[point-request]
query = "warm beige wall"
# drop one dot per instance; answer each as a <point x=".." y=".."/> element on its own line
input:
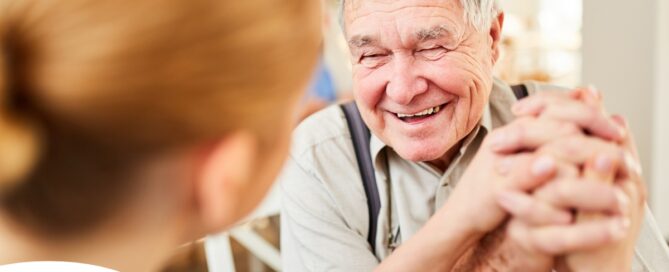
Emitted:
<point x="661" y="133"/>
<point x="620" y="53"/>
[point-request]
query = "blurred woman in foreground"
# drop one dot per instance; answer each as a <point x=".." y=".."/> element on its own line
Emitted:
<point x="129" y="127"/>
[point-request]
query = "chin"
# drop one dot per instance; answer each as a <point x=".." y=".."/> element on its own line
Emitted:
<point x="420" y="152"/>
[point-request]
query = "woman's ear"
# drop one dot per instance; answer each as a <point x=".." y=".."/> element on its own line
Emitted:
<point x="224" y="176"/>
<point x="496" y="35"/>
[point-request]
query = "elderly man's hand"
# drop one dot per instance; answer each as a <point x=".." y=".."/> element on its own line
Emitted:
<point x="620" y="170"/>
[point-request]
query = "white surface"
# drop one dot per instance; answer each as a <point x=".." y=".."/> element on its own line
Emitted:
<point x="660" y="184"/>
<point x="53" y="266"/>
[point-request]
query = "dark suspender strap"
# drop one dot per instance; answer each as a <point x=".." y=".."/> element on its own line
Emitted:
<point x="360" y="136"/>
<point x="520" y="91"/>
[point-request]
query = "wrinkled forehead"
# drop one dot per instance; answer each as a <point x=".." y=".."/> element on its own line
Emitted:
<point x="412" y="17"/>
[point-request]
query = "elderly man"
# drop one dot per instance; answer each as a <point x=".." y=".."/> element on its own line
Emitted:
<point x="468" y="178"/>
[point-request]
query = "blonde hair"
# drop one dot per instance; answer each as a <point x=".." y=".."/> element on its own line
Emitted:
<point x="88" y="88"/>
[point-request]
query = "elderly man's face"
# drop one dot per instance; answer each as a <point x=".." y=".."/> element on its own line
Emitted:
<point x="422" y="75"/>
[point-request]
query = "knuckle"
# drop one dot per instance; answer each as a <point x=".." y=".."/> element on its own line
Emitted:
<point x="568" y="129"/>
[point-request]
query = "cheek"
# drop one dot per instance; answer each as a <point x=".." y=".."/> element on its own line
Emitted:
<point x="369" y="86"/>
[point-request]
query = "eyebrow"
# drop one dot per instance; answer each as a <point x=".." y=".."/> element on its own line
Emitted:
<point x="433" y="33"/>
<point x="358" y="41"/>
<point x="426" y="34"/>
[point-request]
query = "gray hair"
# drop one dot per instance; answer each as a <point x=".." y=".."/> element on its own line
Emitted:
<point x="478" y="13"/>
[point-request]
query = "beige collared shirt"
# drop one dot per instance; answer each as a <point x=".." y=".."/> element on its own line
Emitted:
<point x="324" y="220"/>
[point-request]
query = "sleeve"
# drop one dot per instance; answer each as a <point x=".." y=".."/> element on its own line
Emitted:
<point x="651" y="252"/>
<point x="314" y="232"/>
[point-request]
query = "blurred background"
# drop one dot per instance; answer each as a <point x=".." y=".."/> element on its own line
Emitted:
<point x="620" y="47"/>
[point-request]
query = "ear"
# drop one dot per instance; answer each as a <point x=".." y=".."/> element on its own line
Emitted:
<point x="223" y="177"/>
<point x="496" y="35"/>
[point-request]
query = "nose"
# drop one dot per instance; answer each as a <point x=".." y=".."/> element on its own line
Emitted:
<point x="405" y="82"/>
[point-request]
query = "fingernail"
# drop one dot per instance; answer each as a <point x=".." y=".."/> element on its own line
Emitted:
<point x="593" y="91"/>
<point x="519" y="108"/>
<point x="504" y="167"/>
<point x="509" y="200"/>
<point x="618" y="228"/>
<point x="564" y="218"/>
<point x="621" y="132"/>
<point x="623" y="200"/>
<point x="499" y="140"/>
<point x="543" y="166"/>
<point x="603" y="163"/>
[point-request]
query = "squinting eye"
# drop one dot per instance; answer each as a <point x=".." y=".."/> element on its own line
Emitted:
<point x="372" y="60"/>
<point x="433" y="53"/>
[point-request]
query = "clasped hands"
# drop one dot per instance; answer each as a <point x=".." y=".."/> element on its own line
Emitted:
<point x="561" y="185"/>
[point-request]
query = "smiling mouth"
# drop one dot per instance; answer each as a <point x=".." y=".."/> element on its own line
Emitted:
<point x="420" y="115"/>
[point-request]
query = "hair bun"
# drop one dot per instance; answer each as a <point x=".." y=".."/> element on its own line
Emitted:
<point x="19" y="143"/>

Required action:
The answer must be every line of the records that holds the string "blurred".

Written solution:
query = "blurred woman in foreground"
query = "blurred background"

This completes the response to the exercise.